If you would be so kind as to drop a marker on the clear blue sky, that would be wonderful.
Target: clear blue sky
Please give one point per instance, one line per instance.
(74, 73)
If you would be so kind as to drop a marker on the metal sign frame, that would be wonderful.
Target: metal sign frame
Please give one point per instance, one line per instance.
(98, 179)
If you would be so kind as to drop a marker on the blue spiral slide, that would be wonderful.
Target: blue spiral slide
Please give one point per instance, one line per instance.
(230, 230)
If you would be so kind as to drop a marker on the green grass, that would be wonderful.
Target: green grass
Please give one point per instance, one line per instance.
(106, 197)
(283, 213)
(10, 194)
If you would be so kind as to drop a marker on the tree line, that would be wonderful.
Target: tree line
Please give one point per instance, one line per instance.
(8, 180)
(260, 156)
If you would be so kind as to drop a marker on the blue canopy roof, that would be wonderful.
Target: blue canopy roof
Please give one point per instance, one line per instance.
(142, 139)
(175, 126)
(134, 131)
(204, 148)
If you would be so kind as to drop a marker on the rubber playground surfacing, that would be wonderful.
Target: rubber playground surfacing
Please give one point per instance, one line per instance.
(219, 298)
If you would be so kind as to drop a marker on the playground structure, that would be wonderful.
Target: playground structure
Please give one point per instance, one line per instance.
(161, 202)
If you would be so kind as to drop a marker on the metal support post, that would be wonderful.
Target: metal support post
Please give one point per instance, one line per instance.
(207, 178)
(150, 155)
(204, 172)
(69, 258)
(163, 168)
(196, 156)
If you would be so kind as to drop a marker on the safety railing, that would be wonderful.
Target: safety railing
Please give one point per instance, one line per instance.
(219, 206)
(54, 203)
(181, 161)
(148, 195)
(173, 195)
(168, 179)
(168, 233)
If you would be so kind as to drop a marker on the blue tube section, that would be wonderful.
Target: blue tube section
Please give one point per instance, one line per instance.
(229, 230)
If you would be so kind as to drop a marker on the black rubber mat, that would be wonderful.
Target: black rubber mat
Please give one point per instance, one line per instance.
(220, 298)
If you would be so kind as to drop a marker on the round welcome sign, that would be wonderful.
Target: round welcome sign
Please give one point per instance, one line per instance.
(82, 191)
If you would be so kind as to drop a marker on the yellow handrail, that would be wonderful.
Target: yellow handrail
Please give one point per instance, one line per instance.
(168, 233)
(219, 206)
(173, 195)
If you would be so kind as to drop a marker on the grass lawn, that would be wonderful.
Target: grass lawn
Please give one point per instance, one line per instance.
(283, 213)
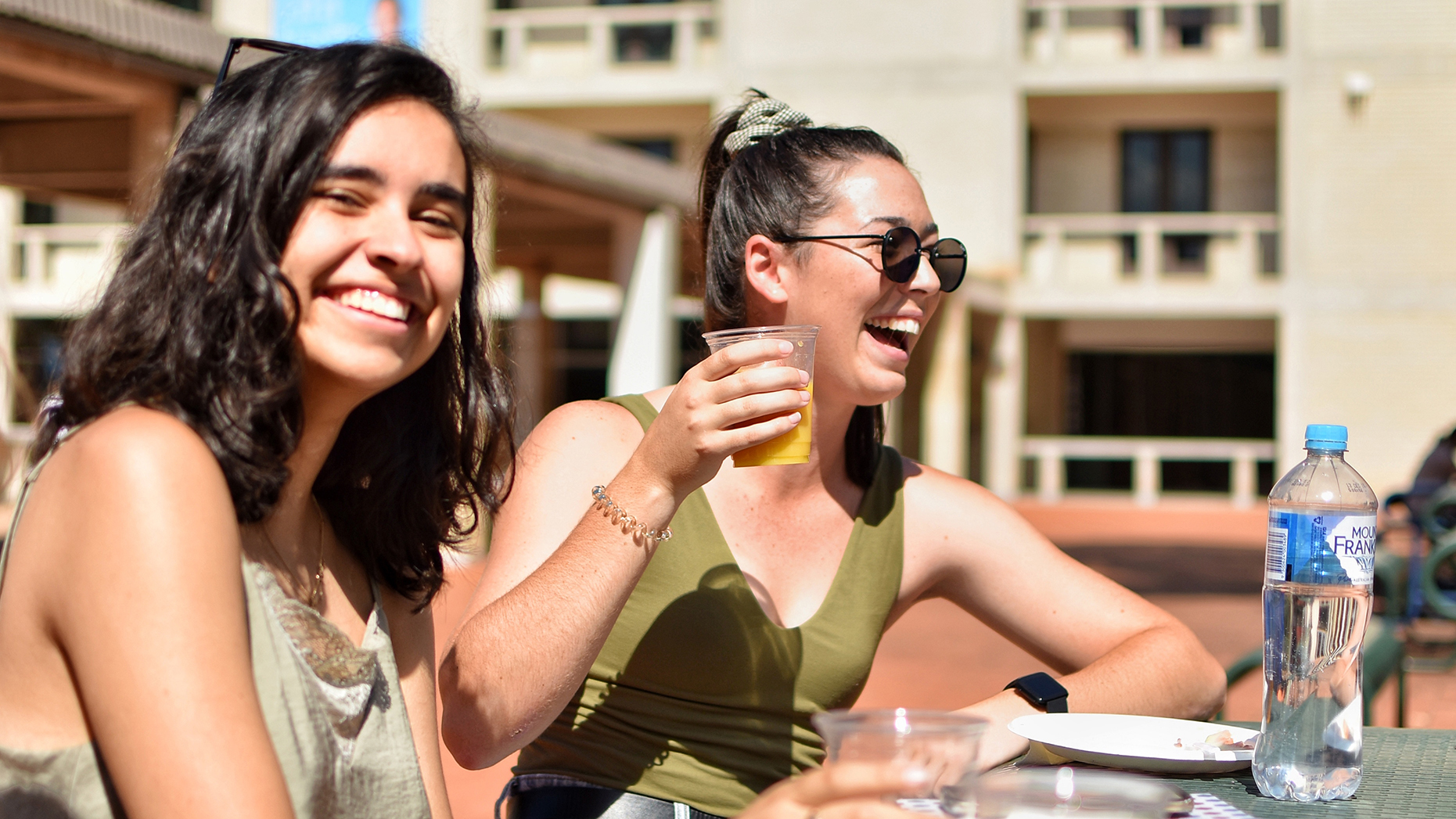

☆ ☆ ☆

▶ _DESCRIPTION OF THE TASK_:
Please rewrite all the records above, replacing "marker" with "pin" wherever it appears and keeping everything else the same. Leave the pictures out.

▶ _FINAL RESULT_:
If you would be so kind as to drop a pin on the clear blue sky, that would be wonderful.
Target: clear blue sky
Please give one point per instance, one line per instance.
(74, 73)
If you would be so kind as to drop a pin on the metal sign frame, that would be wonderful.
Target: metal sign frame
Please give one point per instance, one line per instance.
(98, 179)
If you would be so kind as to drop a pin on the blue spiral slide, that would be wonderful.
Target: blue spiral slide
Please give one point per instance, one line per instance.
(230, 230)
If you would be so kind as to drop a pin on the green grass, that would be wonderful.
Target: green grass
Please give one point per instance, one line per instance.
(106, 197)
(283, 213)
(10, 194)
If you would be so kind as to drop a pin on the tree line, that would be wonderful.
Target: tree line
Please give one point per instance, one line per instance.
(8, 180)
(260, 156)
If you would be so kind as to drop a pin on the blue canopy roof, that would be wonderful.
Target: blue canopy roof
Please give one point per instance, one line per instance.
(142, 139)
(175, 126)
(134, 131)
(204, 148)
If you would be so kind as to drop a pin on the rubber playground surfacing, that would be wonderful.
Target: rubber playground surfacing
Please give one point per instance, one line per instance.
(219, 298)
If you would be so kind as to drop a pin on the playground structure, that would be wonderful.
Target: playground structure
Please give one point per instance, one line per instance.
(161, 202)
If you would be so kind as to drop a pin on the metal support post, that would be wonderful.
Target: metal support post
Please give one point per instance, one line per instance.
(207, 178)
(150, 155)
(204, 172)
(69, 258)
(163, 168)
(196, 156)
If you would be so kind as to drop a pin on the safety railing, that would be wonderful.
Target: safety railing
Please give one point per instance, one line per instance.
(219, 206)
(54, 203)
(181, 161)
(148, 195)
(173, 195)
(168, 179)
(168, 233)
If you would be so kind as to drop a pin on the blue tube section, that would be wonderful.
Target: blue tube section
Please give one point per instance, one line per instance.
(229, 230)
If you would be so kind as to drop a pin on the black rubber mat, that would be wonderful.
Target: black rubber mat
Please give one point per instance, one line per instance.
(220, 298)
If you would be so kind as to drop a pin on the round welcome sign, that would be wonderful.
Target: round welcome sign
Please give one point per instance, one line per instance.
(82, 191)
If you would be so kind as to drop a pin on the yellow handrail, that would be wonderful.
Target: yellow handrail
Please give one point per instance, one line per instance.
(168, 233)
(219, 206)
(173, 195)
If you would be so kind as to drop a pin on the grass lawn, that would be wonderful.
Target: grass lawn
Please give one point per instance, one line per instance.
(283, 213)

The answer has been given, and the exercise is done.